#### PROVIDED RECORDS

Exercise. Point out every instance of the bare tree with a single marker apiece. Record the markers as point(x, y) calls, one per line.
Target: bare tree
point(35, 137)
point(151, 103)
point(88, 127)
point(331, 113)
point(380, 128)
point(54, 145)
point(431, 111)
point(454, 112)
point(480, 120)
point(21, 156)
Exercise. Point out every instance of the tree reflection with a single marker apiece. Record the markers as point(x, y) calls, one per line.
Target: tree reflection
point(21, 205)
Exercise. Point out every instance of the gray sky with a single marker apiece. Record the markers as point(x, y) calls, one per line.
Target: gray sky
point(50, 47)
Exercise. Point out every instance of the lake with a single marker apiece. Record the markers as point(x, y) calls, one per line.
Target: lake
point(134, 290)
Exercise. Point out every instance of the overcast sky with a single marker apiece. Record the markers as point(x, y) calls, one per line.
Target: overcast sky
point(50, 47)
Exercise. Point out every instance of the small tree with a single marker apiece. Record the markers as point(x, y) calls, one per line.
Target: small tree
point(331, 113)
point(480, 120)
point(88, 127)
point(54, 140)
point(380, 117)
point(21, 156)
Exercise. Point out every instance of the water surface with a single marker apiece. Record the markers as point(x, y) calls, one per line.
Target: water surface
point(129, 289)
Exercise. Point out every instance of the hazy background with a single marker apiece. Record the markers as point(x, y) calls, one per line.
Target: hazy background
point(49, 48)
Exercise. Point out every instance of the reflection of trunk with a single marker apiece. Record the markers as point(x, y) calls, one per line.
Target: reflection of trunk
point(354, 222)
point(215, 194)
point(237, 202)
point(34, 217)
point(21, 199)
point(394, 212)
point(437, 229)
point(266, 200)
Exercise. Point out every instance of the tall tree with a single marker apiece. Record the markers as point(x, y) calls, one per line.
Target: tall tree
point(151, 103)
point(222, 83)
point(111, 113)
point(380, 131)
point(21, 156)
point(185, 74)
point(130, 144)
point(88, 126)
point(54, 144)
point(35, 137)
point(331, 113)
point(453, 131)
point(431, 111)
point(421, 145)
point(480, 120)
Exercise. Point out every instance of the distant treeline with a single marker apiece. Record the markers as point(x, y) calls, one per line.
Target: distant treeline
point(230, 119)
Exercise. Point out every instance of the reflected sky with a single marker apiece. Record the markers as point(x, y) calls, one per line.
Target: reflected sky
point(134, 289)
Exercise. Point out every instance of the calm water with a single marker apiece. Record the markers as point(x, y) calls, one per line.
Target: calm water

########

Please rewrite the records starting with the line with "Exercise. Point out every instance of the lake" and going on through the line with "point(266, 200)", replacing "Target" with "Label" and changing nothing else. Give only those lines.

Exercise. Point out every instance of the lake with a single marker apiece. Record the markers as point(x, y) calls, one per line.
Label: lake
point(134, 290)
Exercise. Point out every instance of the overcast sky with a single marker apiece. Record the markers as point(x, y) calls, one per line.
Label: overcast sky
point(50, 47)
Exercise. Point out every instance of the small tree with a single marker apiece. Record the markers as point(x, y) calls, one per line.
Label: small tree
point(331, 113)
point(480, 120)
point(88, 127)
point(54, 140)
point(380, 117)
point(21, 156)
Exercise. Point out every instance of the water surface with a single marker apiece. Record the markers as point(x, y) calls, one per line.
Label: water surface
point(129, 289)
Exercise. Point out every instance of the hazy background with a single marker apiece. Record the markers as point(x, y) calls, one per line.
Label: hazy background
point(49, 48)
Exercise. Point out every instance of the reflection of trunk with a single marker apiece. Record the markers as point(x, y) calls, one per line.
Label: reflection of trunk
point(354, 222)
point(215, 194)
point(237, 202)
point(34, 217)
point(21, 199)
point(394, 212)
point(437, 229)
point(266, 200)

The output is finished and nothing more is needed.